→ TASK DIRECTIONS
The answer must consist of every line in the records below that contains the string "mane".

→ EXTRACTED INFORMATION

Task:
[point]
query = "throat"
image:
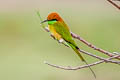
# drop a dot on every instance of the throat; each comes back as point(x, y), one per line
point(51, 22)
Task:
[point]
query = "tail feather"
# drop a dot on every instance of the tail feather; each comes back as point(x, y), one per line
point(76, 49)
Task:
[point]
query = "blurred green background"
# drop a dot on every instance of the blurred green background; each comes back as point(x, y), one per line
point(24, 45)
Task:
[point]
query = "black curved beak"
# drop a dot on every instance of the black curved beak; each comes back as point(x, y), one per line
point(44, 21)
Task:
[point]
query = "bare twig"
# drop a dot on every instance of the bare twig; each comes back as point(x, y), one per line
point(80, 67)
point(98, 57)
point(114, 4)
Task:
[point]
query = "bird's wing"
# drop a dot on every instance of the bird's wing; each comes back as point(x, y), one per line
point(63, 30)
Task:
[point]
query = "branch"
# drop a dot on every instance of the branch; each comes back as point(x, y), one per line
point(114, 4)
point(98, 57)
point(80, 67)
point(92, 46)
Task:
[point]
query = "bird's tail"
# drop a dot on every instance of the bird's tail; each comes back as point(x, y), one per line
point(76, 49)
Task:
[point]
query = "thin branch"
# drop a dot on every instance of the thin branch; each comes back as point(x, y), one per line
point(114, 4)
point(91, 46)
point(80, 67)
point(98, 57)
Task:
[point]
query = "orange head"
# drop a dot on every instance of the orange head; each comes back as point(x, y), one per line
point(54, 16)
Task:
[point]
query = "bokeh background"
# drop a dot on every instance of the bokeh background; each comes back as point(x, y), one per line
point(24, 45)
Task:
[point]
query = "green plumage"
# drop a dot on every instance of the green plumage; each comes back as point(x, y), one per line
point(62, 29)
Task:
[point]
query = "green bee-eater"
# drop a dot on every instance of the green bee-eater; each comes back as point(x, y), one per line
point(60, 31)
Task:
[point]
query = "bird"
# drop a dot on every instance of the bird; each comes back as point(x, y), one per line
point(61, 32)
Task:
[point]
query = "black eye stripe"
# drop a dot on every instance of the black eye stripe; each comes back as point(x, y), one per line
point(53, 20)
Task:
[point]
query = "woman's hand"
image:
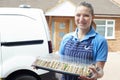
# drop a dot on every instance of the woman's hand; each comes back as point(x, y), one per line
point(96, 73)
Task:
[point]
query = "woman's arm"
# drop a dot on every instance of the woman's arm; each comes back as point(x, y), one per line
point(97, 71)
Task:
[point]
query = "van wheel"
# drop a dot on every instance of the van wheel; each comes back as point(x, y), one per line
point(24, 77)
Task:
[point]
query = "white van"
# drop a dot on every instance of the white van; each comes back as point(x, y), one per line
point(24, 35)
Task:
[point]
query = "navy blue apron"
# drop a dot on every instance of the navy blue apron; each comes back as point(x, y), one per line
point(82, 51)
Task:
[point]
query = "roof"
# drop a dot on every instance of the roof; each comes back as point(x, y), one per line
point(101, 7)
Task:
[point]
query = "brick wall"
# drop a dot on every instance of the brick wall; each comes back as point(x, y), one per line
point(114, 44)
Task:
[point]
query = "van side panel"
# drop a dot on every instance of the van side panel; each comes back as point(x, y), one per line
point(24, 37)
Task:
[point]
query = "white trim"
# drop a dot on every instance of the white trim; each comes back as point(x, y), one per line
point(64, 9)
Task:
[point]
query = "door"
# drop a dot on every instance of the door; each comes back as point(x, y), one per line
point(61, 27)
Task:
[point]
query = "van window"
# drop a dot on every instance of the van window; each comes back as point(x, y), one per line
point(21, 27)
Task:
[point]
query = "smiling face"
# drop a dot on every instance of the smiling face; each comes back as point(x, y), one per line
point(83, 17)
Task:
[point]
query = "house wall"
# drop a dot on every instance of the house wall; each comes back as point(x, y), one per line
point(114, 44)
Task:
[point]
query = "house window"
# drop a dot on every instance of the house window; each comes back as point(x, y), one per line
point(106, 28)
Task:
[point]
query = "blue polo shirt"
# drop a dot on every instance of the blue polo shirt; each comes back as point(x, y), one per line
point(100, 47)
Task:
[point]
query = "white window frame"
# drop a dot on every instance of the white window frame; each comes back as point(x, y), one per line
point(106, 26)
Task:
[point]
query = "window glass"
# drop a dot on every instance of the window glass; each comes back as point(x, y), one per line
point(110, 31)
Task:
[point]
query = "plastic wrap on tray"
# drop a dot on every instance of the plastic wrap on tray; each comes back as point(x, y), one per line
point(63, 65)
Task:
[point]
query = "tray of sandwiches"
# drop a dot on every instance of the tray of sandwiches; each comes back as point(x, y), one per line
point(53, 62)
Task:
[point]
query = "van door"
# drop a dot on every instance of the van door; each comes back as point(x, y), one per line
point(0, 59)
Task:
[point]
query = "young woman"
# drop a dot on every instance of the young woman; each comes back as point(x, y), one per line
point(85, 43)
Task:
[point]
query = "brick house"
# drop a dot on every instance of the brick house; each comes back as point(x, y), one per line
point(60, 17)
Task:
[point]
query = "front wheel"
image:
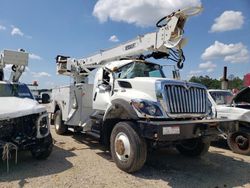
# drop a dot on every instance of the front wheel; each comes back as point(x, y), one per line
point(193, 147)
point(128, 149)
point(239, 142)
point(43, 148)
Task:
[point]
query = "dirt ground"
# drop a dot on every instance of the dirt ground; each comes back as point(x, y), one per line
point(80, 161)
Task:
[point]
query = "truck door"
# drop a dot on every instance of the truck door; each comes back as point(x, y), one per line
point(102, 89)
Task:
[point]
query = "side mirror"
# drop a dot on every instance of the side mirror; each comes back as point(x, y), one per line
point(104, 87)
point(45, 98)
point(176, 74)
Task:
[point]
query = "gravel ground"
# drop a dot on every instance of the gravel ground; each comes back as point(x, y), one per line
point(80, 161)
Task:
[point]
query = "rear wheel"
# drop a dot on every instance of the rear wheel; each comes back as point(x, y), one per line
point(193, 147)
point(128, 149)
point(239, 142)
point(60, 127)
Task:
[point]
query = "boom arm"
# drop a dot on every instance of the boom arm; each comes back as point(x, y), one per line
point(18, 60)
point(167, 42)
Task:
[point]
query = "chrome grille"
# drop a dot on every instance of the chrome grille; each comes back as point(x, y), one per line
point(183, 100)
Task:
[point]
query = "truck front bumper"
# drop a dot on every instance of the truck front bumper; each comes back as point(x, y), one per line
point(181, 130)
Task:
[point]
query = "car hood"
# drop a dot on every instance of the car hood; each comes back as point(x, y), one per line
point(233, 113)
point(13, 107)
point(243, 96)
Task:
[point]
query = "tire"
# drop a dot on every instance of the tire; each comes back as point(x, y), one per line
point(128, 149)
point(60, 127)
point(239, 142)
point(193, 147)
point(43, 148)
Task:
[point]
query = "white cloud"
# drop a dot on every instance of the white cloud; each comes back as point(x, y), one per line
point(40, 74)
point(140, 12)
point(16, 31)
point(113, 38)
point(228, 20)
point(2, 27)
point(34, 56)
point(233, 53)
point(208, 66)
point(195, 72)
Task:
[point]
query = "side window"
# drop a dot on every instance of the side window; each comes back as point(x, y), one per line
point(123, 72)
point(106, 77)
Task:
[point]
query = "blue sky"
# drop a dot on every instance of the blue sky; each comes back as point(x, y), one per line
point(219, 36)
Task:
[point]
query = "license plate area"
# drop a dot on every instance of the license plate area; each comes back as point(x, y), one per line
point(171, 130)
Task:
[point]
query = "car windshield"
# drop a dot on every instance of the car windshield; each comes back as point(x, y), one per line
point(222, 97)
point(15, 90)
point(139, 69)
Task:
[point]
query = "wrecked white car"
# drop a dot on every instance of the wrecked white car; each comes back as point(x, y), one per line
point(23, 122)
point(235, 108)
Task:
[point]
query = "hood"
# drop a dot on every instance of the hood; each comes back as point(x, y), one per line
point(13, 107)
point(243, 96)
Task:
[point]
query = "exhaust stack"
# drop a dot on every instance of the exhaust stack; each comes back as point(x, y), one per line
point(224, 81)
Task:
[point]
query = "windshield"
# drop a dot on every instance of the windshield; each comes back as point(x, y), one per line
point(139, 69)
point(221, 97)
point(15, 90)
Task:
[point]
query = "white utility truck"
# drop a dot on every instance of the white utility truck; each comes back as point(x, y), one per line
point(24, 123)
point(132, 105)
point(235, 108)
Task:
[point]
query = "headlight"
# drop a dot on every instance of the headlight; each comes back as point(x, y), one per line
point(147, 107)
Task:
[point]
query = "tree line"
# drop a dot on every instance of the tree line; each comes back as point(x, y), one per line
point(211, 83)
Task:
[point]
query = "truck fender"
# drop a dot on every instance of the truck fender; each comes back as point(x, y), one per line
point(120, 109)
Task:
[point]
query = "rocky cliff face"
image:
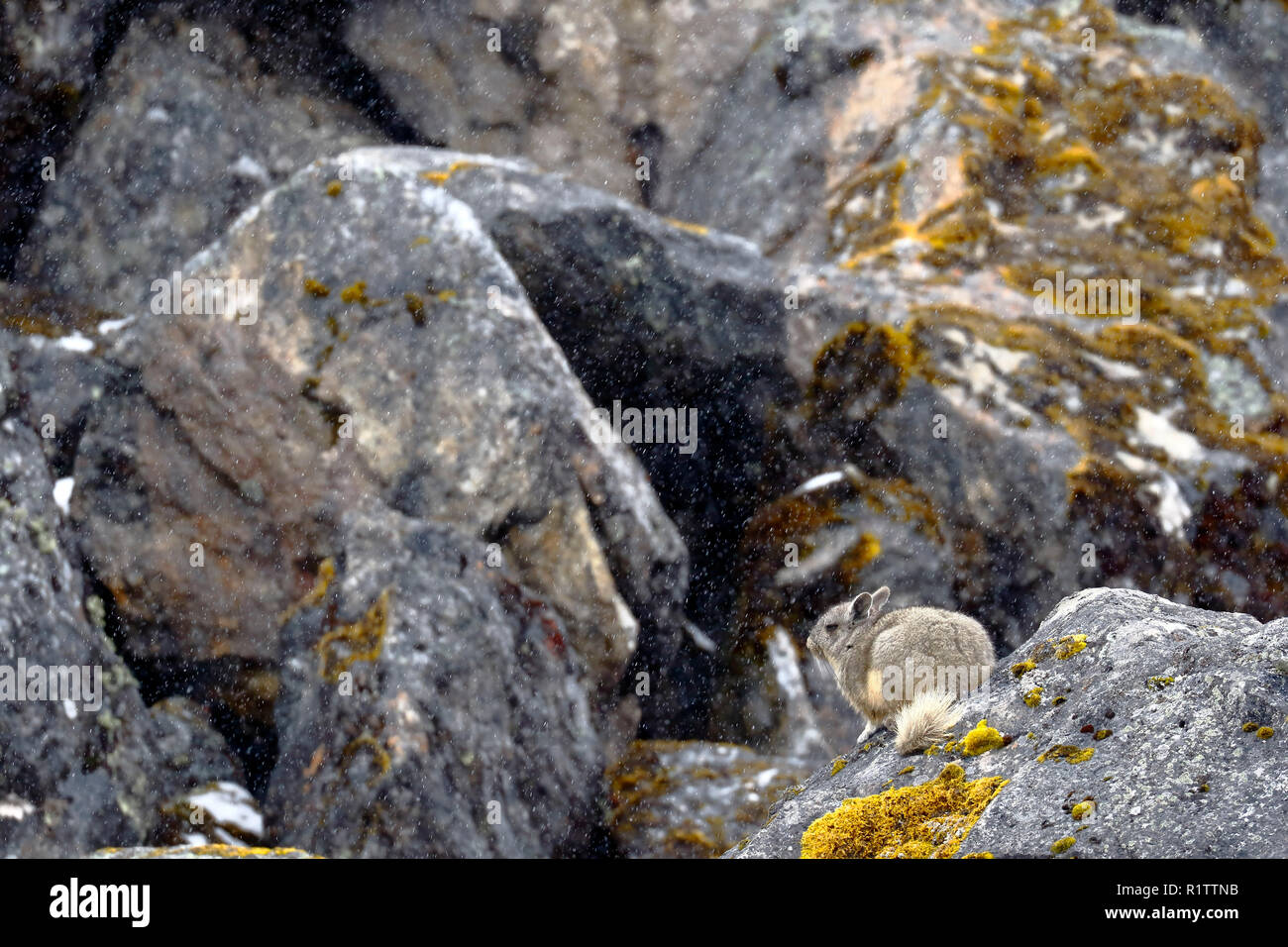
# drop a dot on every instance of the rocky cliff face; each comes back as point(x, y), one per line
point(314, 312)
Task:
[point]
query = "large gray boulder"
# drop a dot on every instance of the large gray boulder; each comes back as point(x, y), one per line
point(430, 706)
point(1127, 725)
point(81, 767)
point(387, 304)
point(47, 65)
point(178, 141)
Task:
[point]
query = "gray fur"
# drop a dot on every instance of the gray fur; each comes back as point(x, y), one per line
point(913, 651)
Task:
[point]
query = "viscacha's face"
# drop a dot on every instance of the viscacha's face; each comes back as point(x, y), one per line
point(825, 630)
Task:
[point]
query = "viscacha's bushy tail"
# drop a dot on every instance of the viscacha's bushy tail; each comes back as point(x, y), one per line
point(926, 720)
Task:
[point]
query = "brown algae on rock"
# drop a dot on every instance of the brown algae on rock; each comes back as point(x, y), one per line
point(362, 641)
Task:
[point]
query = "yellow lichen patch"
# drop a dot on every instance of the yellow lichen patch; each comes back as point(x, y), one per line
point(1069, 646)
point(415, 307)
point(1067, 753)
point(362, 641)
point(684, 226)
point(314, 595)
point(926, 821)
point(442, 176)
point(982, 738)
point(858, 557)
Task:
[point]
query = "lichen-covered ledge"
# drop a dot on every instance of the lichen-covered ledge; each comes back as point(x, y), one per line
point(1128, 725)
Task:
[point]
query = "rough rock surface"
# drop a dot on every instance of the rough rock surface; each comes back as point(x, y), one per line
point(202, 508)
point(652, 312)
point(1024, 453)
point(446, 386)
point(176, 144)
point(690, 799)
point(1136, 727)
point(47, 58)
point(72, 776)
point(430, 706)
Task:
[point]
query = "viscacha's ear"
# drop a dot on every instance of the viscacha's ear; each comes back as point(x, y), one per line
point(859, 607)
point(879, 598)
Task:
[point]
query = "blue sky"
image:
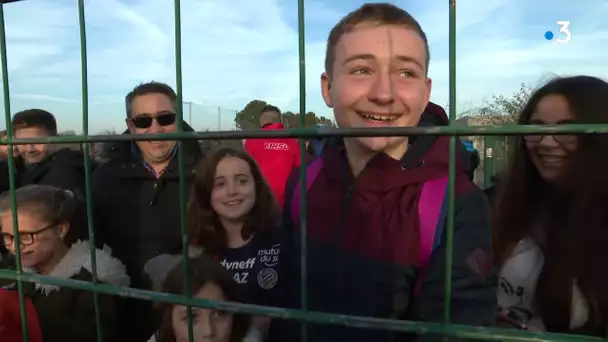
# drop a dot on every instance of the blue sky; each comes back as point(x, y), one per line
point(234, 51)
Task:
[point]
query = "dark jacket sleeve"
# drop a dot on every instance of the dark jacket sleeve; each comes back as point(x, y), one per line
point(99, 190)
point(474, 280)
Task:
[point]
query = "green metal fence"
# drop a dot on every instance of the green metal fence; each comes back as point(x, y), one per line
point(303, 315)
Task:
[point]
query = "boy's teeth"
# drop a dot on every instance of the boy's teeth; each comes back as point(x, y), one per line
point(378, 118)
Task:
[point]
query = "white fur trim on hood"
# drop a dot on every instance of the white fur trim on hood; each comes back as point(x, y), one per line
point(109, 269)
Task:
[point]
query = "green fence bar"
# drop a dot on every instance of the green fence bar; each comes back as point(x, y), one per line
point(312, 132)
point(180, 160)
point(303, 156)
point(87, 162)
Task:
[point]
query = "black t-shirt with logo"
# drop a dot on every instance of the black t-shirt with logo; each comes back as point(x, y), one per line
point(255, 267)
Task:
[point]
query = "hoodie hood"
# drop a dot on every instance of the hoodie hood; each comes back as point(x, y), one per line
point(427, 158)
point(273, 126)
point(109, 269)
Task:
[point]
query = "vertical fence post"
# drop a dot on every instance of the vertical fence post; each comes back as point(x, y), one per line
point(452, 169)
point(180, 160)
point(11, 173)
point(87, 161)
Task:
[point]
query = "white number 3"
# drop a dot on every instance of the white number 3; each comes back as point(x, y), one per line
point(564, 29)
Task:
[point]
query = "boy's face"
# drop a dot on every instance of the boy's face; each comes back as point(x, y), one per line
point(378, 80)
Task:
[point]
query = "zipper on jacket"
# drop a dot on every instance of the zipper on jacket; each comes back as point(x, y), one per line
point(347, 198)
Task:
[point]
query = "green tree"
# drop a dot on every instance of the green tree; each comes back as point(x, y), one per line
point(249, 117)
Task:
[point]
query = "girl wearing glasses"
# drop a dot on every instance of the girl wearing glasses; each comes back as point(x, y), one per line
point(64, 314)
point(550, 216)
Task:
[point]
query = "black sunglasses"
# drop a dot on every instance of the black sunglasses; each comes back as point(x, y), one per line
point(26, 239)
point(145, 121)
point(562, 139)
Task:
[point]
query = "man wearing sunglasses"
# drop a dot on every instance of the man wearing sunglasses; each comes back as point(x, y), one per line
point(136, 195)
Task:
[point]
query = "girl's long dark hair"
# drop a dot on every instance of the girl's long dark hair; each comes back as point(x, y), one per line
point(570, 215)
point(202, 271)
point(204, 227)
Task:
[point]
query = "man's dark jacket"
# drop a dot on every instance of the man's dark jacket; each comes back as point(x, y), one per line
point(138, 216)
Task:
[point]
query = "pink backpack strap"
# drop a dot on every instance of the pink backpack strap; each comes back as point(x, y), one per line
point(431, 215)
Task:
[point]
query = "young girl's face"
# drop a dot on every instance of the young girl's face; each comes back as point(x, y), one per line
point(39, 239)
point(208, 325)
point(551, 153)
point(233, 193)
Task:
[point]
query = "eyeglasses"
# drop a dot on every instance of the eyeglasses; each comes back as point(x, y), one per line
point(145, 120)
point(26, 239)
point(562, 139)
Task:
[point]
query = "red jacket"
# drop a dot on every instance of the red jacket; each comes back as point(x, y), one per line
point(276, 158)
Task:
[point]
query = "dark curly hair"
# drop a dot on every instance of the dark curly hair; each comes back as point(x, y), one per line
point(202, 271)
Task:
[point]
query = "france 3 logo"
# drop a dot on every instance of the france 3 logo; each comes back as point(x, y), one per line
point(564, 36)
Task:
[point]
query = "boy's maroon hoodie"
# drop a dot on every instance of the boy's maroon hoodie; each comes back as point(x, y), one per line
point(363, 243)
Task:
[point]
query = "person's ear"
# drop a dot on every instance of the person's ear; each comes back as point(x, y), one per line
point(325, 89)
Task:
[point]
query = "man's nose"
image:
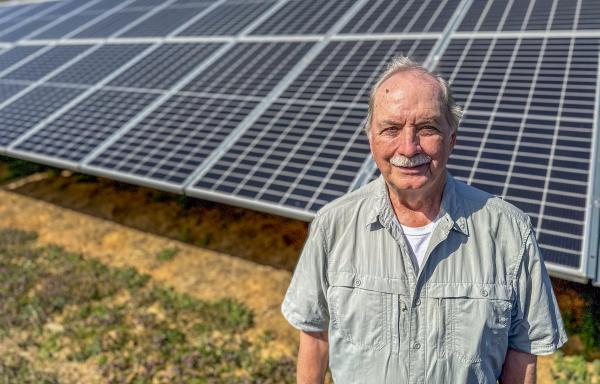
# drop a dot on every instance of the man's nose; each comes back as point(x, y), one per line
point(409, 143)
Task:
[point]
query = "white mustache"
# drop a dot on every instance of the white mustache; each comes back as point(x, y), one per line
point(409, 162)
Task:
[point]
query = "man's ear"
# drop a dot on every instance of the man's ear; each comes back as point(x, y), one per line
point(453, 139)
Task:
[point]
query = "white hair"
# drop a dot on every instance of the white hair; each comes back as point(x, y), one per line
point(404, 64)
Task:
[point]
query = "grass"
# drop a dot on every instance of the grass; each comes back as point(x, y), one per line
point(167, 254)
point(59, 306)
point(574, 370)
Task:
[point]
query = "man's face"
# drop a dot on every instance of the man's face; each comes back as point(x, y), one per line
point(409, 136)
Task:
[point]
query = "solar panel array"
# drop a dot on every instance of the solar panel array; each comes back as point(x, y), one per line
point(260, 103)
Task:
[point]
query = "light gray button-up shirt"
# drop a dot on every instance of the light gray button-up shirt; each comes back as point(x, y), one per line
point(482, 288)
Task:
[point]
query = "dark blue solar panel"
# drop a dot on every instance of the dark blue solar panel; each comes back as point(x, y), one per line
point(7, 90)
point(589, 17)
point(46, 62)
point(304, 17)
point(295, 154)
point(345, 70)
point(27, 28)
point(163, 22)
point(171, 142)
point(251, 69)
point(105, 5)
point(535, 15)
point(384, 16)
point(83, 127)
point(99, 64)
point(64, 27)
point(527, 133)
point(163, 67)
point(15, 54)
point(30, 109)
point(108, 26)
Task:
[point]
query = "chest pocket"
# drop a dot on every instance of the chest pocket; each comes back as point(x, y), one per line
point(473, 321)
point(363, 309)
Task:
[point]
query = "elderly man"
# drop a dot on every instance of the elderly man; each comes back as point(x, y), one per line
point(418, 277)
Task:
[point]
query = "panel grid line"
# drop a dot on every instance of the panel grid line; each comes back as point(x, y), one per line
point(555, 135)
point(488, 128)
point(281, 86)
point(79, 98)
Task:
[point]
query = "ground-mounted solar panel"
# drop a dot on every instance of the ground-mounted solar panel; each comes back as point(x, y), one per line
point(250, 69)
point(383, 16)
point(25, 29)
point(32, 10)
point(83, 127)
point(527, 131)
point(146, 4)
point(171, 142)
point(261, 102)
point(166, 65)
point(98, 64)
point(164, 21)
point(106, 26)
point(16, 54)
point(228, 18)
point(299, 155)
point(7, 90)
point(105, 5)
point(535, 15)
point(27, 111)
point(47, 62)
point(344, 71)
point(64, 27)
point(304, 17)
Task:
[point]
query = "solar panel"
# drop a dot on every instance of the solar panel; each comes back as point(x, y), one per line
point(99, 64)
point(64, 27)
point(345, 70)
point(108, 26)
point(7, 90)
point(260, 103)
point(228, 18)
point(86, 125)
point(166, 65)
point(251, 69)
point(528, 127)
point(536, 15)
point(16, 54)
point(383, 16)
point(13, 34)
point(304, 16)
point(46, 62)
point(296, 154)
point(170, 143)
point(29, 110)
point(163, 22)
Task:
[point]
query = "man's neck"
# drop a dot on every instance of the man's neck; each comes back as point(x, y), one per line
point(416, 208)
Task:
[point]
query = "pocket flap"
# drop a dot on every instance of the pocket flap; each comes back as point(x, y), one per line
point(370, 283)
point(472, 290)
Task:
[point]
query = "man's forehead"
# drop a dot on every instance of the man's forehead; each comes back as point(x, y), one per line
point(410, 80)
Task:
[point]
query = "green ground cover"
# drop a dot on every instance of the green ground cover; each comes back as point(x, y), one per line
point(59, 306)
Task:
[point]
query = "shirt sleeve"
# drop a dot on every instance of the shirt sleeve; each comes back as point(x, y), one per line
point(536, 323)
point(305, 304)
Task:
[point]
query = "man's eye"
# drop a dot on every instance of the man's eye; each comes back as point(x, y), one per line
point(428, 130)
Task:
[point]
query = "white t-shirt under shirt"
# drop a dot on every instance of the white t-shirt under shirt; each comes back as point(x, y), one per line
point(418, 239)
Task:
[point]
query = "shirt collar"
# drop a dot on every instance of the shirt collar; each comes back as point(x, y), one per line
point(383, 213)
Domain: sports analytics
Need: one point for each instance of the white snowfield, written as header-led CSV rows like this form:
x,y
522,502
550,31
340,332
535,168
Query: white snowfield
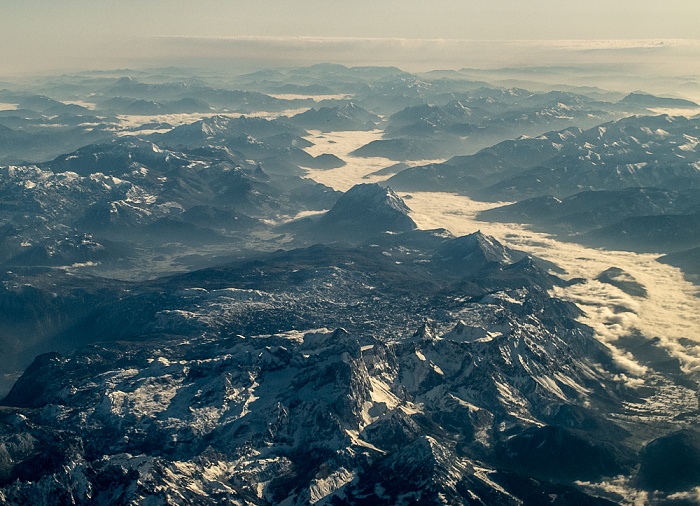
x,y
669,312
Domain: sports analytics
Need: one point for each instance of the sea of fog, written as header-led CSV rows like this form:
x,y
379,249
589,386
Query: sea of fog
x,y
670,310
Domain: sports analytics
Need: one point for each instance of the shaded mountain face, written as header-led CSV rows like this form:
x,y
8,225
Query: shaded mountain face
x,y
287,411
636,219
244,363
93,206
633,152
336,119
364,211
429,367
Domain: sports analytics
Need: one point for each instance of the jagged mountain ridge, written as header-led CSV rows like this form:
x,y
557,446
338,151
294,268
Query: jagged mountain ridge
x,y
215,389
631,152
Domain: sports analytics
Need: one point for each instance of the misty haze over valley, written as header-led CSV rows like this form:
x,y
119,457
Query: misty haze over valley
x,y
353,267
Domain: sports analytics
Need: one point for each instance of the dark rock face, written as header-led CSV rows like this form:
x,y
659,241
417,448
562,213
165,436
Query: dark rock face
x,y
622,280
364,211
555,452
671,463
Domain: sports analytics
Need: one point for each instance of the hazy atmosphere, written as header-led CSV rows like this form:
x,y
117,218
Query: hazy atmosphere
x,y
360,253
39,36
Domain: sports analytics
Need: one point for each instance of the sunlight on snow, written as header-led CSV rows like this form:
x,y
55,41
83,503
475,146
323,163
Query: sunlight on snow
x,y
669,312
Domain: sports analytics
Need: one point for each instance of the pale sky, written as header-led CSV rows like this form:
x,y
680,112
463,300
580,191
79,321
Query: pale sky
x,y
49,35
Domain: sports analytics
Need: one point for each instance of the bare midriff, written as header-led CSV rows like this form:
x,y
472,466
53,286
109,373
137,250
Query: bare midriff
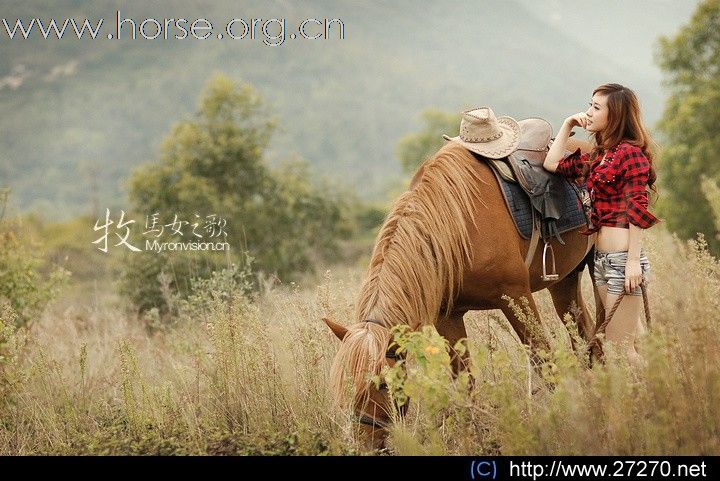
x,y
612,239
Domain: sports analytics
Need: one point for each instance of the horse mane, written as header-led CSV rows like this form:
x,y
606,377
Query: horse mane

→ SOLUTION TO THE EXERCISE
Need: one point for each instance of the horse mane, written as header-led CSV rows like this form:
Query: horse mane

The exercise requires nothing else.